Activity: In the data below, one line contains "[detect] red signboard" and a later one contains "[detect] dirt road". Print both, with every line between them, exactly and alone.

Records from a dataset:
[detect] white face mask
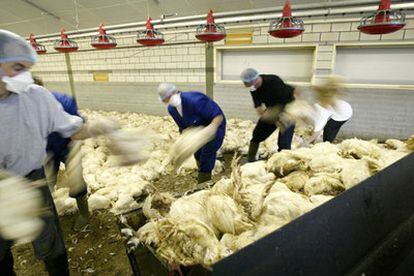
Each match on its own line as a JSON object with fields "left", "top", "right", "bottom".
{"left": 2, "top": 71, "right": 34, "bottom": 94}
{"left": 249, "top": 85, "right": 256, "bottom": 92}
{"left": 168, "top": 94, "right": 181, "bottom": 107}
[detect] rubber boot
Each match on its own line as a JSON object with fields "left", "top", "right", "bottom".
{"left": 247, "top": 141, "right": 260, "bottom": 162}
{"left": 74, "top": 194, "right": 89, "bottom": 231}
{"left": 197, "top": 172, "right": 212, "bottom": 184}
{"left": 44, "top": 253, "right": 69, "bottom": 276}
{"left": 0, "top": 247, "right": 15, "bottom": 276}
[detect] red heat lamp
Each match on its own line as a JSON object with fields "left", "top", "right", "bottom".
{"left": 29, "top": 33, "right": 47, "bottom": 55}
{"left": 358, "top": 0, "right": 406, "bottom": 35}
{"left": 137, "top": 18, "right": 165, "bottom": 46}
{"left": 54, "top": 29, "right": 79, "bottom": 53}
{"left": 268, "top": 0, "right": 304, "bottom": 38}
{"left": 91, "top": 24, "right": 117, "bottom": 50}
{"left": 195, "top": 10, "right": 226, "bottom": 42}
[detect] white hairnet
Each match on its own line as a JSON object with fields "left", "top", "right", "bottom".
{"left": 240, "top": 68, "right": 259, "bottom": 83}
{"left": 0, "top": 30, "right": 37, "bottom": 64}
{"left": 158, "top": 83, "right": 177, "bottom": 100}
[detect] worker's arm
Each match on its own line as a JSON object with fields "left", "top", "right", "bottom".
{"left": 202, "top": 114, "right": 223, "bottom": 139}
{"left": 210, "top": 115, "right": 223, "bottom": 128}
{"left": 256, "top": 106, "right": 266, "bottom": 116}
{"left": 71, "top": 117, "right": 119, "bottom": 140}
{"left": 70, "top": 124, "right": 90, "bottom": 140}
{"left": 40, "top": 86, "right": 119, "bottom": 140}
{"left": 195, "top": 95, "right": 224, "bottom": 130}
{"left": 301, "top": 130, "right": 322, "bottom": 147}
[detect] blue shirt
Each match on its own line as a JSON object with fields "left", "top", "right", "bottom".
{"left": 46, "top": 92, "right": 81, "bottom": 156}
{"left": 167, "top": 92, "right": 226, "bottom": 133}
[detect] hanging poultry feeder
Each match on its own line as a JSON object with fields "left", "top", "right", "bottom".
{"left": 269, "top": 0, "right": 304, "bottom": 38}
{"left": 54, "top": 29, "right": 79, "bottom": 53}
{"left": 195, "top": 10, "right": 226, "bottom": 42}
{"left": 91, "top": 24, "right": 117, "bottom": 50}
{"left": 358, "top": 0, "right": 406, "bottom": 35}
{"left": 29, "top": 33, "right": 47, "bottom": 55}
{"left": 137, "top": 18, "right": 165, "bottom": 47}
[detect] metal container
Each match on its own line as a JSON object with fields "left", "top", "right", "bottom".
{"left": 124, "top": 153, "right": 414, "bottom": 275}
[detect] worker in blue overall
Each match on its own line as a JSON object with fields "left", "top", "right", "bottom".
{"left": 33, "top": 77, "right": 89, "bottom": 231}
{"left": 158, "top": 83, "right": 226, "bottom": 183}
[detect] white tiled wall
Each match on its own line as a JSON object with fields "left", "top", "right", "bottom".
{"left": 34, "top": 33, "right": 206, "bottom": 84}
{"left": 33, "top": 17, "right": 414, "bottom": 83}
{"left": 32, "top": 15, "right": 414, "bottom": 139}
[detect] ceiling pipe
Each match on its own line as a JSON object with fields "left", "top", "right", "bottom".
{"left": 21, "top": 0, "right": 61, "bottom": 21}
{"left": 40, "top": 13, "right": 413, "bottom": 44}
{"left": 34, "top": 1, "right": 413, "bottom": 41}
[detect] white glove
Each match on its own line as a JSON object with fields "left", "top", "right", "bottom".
{"left": 107, "top": 128, "right": 157, "bottom": 166}
{"left": 88, "top": 116, "right": 120, "bottom": 137}
{"left": 168, "top": 124, "right": 218, "bottom": 170}
{"left": 0, "top": 172, "right": 45, "bottom": 244}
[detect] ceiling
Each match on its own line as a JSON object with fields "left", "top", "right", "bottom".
{"left": 0, "top": 0, "right": 358, "bottom": 37}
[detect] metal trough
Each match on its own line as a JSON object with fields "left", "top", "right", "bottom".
{"left": 124, "top": 153, "right": 414, "bottom": 276}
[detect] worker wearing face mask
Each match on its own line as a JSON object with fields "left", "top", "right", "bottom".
{"left": 158, "top": 83, "right": 226, "bottom": 183}
{"left": 33, "top": 76, "right": 90, "bottom": 231}
{"left": 240, "top": 68, "right": 296, "bottom": 162}
{"left": 0, "top": 30, "right": 126, "bottom": 276}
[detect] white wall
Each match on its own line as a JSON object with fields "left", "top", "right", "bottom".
{"left": 219, "top": 47, "right": 315, "bottom": 82}
{"left": 335, "top": 46, "right": 414, "bottom": 85}
{"left": 34, "top": 15, "right": 414, "bottom": 139}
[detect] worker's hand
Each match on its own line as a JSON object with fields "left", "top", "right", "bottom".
{"left": 276, "top": 112, "right": 295, "bottom": 134}
{"left": 107, "top": 128, "right": 157, "bottom": 166}
{"left": 300, "top": 130, "right": 322, "bottom": 147}
{"left": 261, "top": 106, "right": 283, "bottom": 124}
{"left": 296, "top": 136, "right": 312, "bottom": 148}
{"left": 0, "top": 172, "right": 45, "bottom": 244}
{"left": 88, "top": 116, "right": 120, "bottom": 137}
{"left": 255, "top": 106, "right": 266, "bottom": 116}
{"left": 279, "top": 100, "right": 316, "bottom": 132}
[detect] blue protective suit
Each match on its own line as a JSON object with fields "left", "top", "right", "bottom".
{"left": 46, "top": 92, "right": 82, "bottom": 171}
{"left": 168, "top": 92, "right": 226, "bottom": 173}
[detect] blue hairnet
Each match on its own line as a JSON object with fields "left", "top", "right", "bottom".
{"left": 240, "top": 68, "right": 259, "bottom": 83}
{"left": 0, "top": 30, "right": 37, "bottom": 64}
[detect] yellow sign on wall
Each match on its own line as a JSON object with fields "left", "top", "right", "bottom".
{"left": 225, "top": 28, "right": 253, "bottom": 45}
{"left": 93, "top": 72, "right": 109, "bottom": 82}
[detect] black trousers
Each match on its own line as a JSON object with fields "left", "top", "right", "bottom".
{"left": 0, "top": 242, "right": 14, "bottom": 276}
{"left": 251, "top": 119, "right": 295, "bottom": 151}
{"left": 0, "top": 168, "right": 68, "bottom": 276}
{"left": 323, "top": 118, "right": 348, "bottom": 142}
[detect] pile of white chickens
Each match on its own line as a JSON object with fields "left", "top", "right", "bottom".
{"left": 53, "top": 110, "right": 177, "bottom": 215}
{"left": 136, "top": 137, "right": 413, "bottom": 267}
{"left": 53, "top": 110, "right": 251, "bottom": 215}
{"left": 50, "top": 109, "right": 414, "bottom": 267}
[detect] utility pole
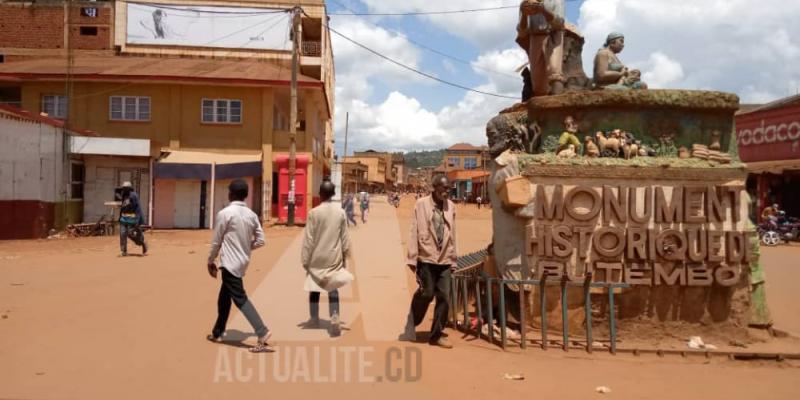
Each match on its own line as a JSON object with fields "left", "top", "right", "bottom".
{"left": 343, "top": 112, "right": 349, "bottom": 193}
{"left": 287, "top": 6, "right": 302, "bottom": 227}
{"left": 482, "top": 147, "right": 487, "bottom": 200}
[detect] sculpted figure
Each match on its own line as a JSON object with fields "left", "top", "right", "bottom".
{"left": 516, "top": 0, "right": 566, "bottom": 97}
{"left": 593, "top": 32, "right": 648, "bottom": 90}
{"left": 556, "top": 116, "right": 582, "bottom": 155}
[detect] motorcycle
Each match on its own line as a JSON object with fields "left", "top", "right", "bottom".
{"left": 757, "top": 212, "right": 800, "bottom": 246}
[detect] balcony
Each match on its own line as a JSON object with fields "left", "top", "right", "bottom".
{"left": 302, "top": 41, "right": 322, "bottom": 57}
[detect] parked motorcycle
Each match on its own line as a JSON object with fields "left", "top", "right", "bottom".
{"left": 757, "top": 212, "right": 800, "bottom": 246}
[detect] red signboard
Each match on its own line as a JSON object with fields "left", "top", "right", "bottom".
{"left": 736, "top": 103, "right": 800, "bottom": 163}
{"left": 276, "top": 155, "right": 309, "bottom": 224}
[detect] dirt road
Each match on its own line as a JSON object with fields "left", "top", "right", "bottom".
{"left": 1, "top": 196, "right": 799, "bottom": 400}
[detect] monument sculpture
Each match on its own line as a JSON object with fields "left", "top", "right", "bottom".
{"left": 479, "top": 8, "right": 770, "bottom": 344}
{"left": 593, "top": 32, "right": 649, "bottom": 90}
{"left": 516, "top": 0, "right": 567, "bottom": 97}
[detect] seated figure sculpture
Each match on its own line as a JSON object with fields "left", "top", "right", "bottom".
{"left": 593, "top": 32, "right": 648, "bottom": 90}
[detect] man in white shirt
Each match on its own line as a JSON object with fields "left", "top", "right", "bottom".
{"left": 207, "top": 180, "right": 272, "bottom": 352}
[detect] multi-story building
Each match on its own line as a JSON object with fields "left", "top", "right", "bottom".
{"left": 347, "top": 150, "right": 396, "bottom": 191}
{"left": 0, "top": 0, "right": 335, "bottom": 227}
{"left": 341, "top": 161, "right": 368, "bottom": 194}
{"left": 343, "top": 153, "right": 386, "bottom": 193}
{"left": 443, "top": 143, "right": 490, "bottom": 170}
{"left": 392, "top": 152, "right": 406, "bottom": 190}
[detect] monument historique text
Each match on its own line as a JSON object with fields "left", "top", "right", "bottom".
{"left": 525, "top": 184, "right": 753, "bottom": 287}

Output of the task:
[detect] red signboard
Each match on its own line as a JSON object with fields "left", "top", "right", "bottom".
{"left": 736, "top": 103, "right": 800, "bottom": 163}
{"left": 276, "top": 155, "right": 309, "bottom": 224}
[detect] dirt road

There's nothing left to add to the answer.